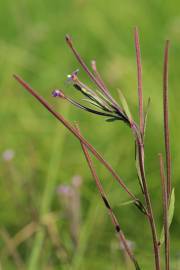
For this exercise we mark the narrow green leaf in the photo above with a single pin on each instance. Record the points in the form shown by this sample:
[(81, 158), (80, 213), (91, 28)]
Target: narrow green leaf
[(137, 267), (112, 119), (138, 167), (170, 215), (92, 102), (145, 117), (125, 106)]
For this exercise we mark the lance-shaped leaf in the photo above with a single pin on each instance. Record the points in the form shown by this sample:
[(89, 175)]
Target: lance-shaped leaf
[(170, 215)]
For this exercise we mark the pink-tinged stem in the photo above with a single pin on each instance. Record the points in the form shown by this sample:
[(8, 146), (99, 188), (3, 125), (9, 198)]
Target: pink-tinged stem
[(80, 137), (114, 220), (139, 75), (165, 213), (166, 119), (149, 205), (96, 80)]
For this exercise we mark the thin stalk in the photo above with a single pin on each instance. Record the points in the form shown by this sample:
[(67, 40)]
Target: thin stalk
[(137, 202), (165, 213), (150, 215), (114, 220), (166, 118), (140, 143), (97, 74), (90, 74), (139, 76)]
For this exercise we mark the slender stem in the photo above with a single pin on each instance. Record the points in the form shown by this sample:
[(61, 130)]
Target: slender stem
[(165, 213), (80, 137), (166, 119), (139, 75), (91, 75), (114, 220), (150, 215), (97, 75)]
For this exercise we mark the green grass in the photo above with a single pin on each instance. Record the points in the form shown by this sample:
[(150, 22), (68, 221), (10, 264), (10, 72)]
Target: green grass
[(46, 155)]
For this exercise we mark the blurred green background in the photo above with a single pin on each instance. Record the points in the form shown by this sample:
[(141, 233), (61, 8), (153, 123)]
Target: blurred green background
[(51, 216)]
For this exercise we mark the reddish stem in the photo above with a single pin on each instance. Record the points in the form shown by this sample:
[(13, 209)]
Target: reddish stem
[(166, 119), (165, 213), (78, 136), (139, 75)]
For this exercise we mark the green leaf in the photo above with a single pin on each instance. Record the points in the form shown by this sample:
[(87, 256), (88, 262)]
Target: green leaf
[(125, 106), (145, 117), (138, 167), (170, 215), (137, 267)]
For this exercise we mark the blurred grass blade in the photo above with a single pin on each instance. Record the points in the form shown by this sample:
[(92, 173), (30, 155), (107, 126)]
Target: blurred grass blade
[(170, 215)]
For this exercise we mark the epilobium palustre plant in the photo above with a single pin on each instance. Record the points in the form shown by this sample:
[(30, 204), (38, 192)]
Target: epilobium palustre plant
[(103, 104)]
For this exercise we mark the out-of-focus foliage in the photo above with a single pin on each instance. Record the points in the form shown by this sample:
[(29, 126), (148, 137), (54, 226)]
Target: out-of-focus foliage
[(48, 221)]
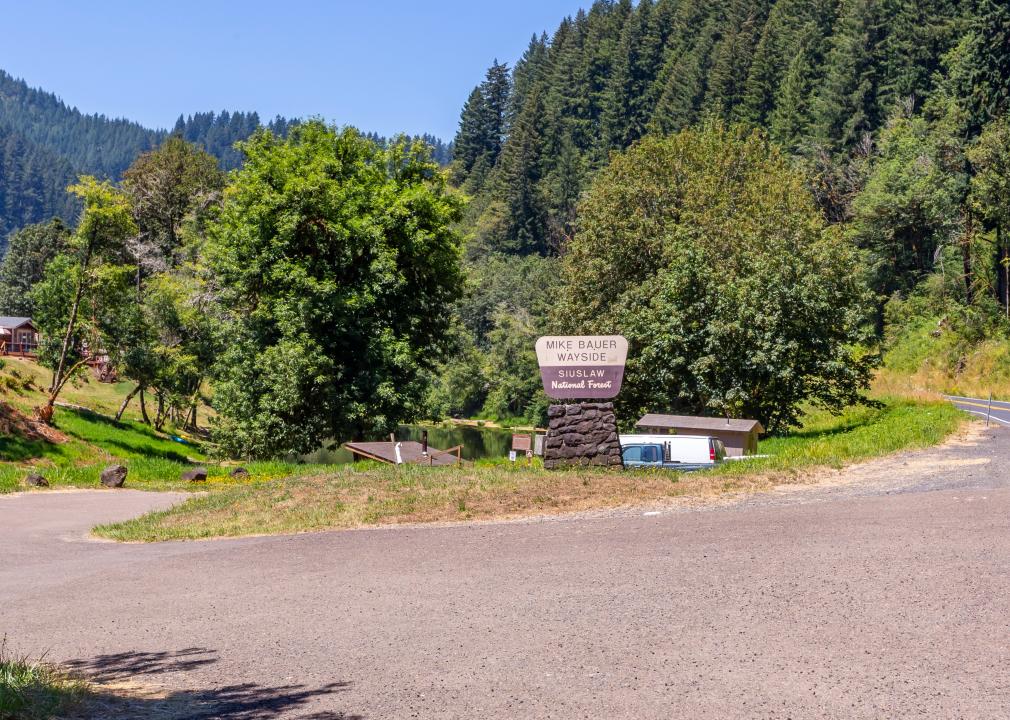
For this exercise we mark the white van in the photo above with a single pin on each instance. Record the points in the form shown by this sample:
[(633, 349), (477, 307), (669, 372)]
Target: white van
[(672, 451)]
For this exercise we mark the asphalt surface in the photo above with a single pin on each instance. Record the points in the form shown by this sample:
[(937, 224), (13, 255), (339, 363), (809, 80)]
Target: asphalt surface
[(884, 593), (996, 411)]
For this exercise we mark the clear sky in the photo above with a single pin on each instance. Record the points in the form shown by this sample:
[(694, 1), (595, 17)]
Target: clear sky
[(388, 67)]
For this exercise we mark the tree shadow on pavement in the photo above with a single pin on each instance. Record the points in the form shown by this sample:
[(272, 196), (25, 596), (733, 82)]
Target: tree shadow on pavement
[(123, 689), (120, 665)]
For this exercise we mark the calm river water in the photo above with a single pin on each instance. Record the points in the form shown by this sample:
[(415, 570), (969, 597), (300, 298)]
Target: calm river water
[(478, 442)]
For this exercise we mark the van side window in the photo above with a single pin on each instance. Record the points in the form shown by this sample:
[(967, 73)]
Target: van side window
[(632, 453)]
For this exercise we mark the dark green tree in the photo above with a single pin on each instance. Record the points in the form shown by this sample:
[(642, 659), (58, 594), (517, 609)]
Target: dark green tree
[(337, 269), (30, 249), (706, 250)]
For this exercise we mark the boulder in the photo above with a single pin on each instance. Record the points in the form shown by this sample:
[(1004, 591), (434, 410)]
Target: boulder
[(114, 476), (197, 475), (33, 480)]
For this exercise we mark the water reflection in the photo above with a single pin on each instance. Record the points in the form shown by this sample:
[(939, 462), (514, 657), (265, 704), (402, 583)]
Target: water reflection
[(478, 442)]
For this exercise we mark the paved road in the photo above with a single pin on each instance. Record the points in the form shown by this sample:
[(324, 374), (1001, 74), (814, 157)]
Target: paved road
[(998, 411), (886, 595)]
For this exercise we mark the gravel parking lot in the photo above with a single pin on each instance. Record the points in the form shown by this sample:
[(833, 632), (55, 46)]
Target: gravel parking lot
[(882, 592)]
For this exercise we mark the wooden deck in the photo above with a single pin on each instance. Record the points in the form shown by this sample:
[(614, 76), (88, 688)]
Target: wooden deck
[(410, 453), (16, 350)]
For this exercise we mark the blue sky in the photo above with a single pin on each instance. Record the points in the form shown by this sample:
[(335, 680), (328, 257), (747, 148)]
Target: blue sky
[(388, 67)]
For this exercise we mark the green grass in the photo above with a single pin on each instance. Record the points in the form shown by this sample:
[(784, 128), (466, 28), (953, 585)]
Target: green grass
[(154, 460), (927, 357), (370, 495), (34, 690)]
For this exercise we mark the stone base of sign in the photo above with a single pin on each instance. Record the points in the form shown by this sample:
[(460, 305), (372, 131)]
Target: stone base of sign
[(582, 434)]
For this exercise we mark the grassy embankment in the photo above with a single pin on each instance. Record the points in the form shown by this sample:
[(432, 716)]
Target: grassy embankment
[(91, 439), (924, 357), (33, 690), (352, 497)]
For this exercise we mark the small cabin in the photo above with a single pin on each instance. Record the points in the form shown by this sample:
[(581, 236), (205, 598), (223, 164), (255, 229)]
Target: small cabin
[(18, 336), (739, 436)]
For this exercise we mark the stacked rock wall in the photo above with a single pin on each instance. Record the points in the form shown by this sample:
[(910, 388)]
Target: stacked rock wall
[(582, 434)]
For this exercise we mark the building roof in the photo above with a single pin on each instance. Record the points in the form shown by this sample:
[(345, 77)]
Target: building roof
[(12, 322), (700, 423)]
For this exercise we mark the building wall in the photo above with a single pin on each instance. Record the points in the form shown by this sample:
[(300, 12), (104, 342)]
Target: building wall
[(737, 443)]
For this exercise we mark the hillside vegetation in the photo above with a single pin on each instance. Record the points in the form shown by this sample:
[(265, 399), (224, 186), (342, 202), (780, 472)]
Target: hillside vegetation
[(45, 144), (894, 112)]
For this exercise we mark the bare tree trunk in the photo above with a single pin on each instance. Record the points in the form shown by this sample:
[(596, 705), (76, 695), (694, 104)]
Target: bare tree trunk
[(45, 413), (160, 417), (966, 258), (122, 408)]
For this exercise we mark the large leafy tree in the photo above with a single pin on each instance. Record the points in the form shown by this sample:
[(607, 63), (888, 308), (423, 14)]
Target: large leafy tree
[(84, 288), (707, 251), (909, 207), (173, 191), (337, 267)]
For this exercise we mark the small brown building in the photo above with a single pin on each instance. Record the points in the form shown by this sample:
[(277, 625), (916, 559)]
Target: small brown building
[(739, 436), (18, 336)]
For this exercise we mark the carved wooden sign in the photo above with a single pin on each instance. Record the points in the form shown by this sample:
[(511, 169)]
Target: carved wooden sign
[(582, 367)]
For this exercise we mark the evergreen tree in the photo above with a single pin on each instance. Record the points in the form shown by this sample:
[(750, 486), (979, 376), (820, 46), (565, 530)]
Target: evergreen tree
[(31, 248), (847, 104)]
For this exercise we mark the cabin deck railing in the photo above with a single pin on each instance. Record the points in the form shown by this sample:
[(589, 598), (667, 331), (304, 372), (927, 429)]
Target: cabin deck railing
[(19, 349)]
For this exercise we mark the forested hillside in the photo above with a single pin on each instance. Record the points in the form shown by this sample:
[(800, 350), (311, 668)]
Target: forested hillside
[(817, 75), (894, 112), (45, 144)]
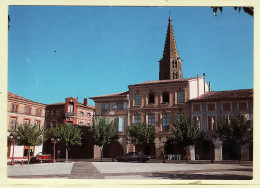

▶ **Problem details**
All that is wanted is an exact copy of the lines above from the one with "Target: stacked rock wall" through the one with "[(596, 705), (76, 695), (694, 104)]", with both ends included.

▶ **Answer section**
Target: stacked rock wall
[(582, 434)]
For this exercise we mark the building roof in the photo above with a single pin on each instance. Record the points in the form shown by this sample:
[(345, 77)]
Target: building roof
[(12, 322), (700, 423)]
For this exercise we mark the building wall in the photo above with a single pin on each instance. Record the points in the form shown by this sample:
[(300, 12), (104, 342)]
Target: building wall
[(737, 443)]
For this exercise we mark the hillside vegetation in the photo above with a single pin on each instance. Record the points in the form shown by this sample:
[(265, 399), (224, 186), (342, 202), (780, 472)]
Target: hillside vegetation
[(45, 144), (894, 112)]
For this exercise we mark the bare tree trunk in the photo above with a single pin on each instance. Record the points in the form shown by this sample:
[(596, 705), (76, 695), (694, 104)]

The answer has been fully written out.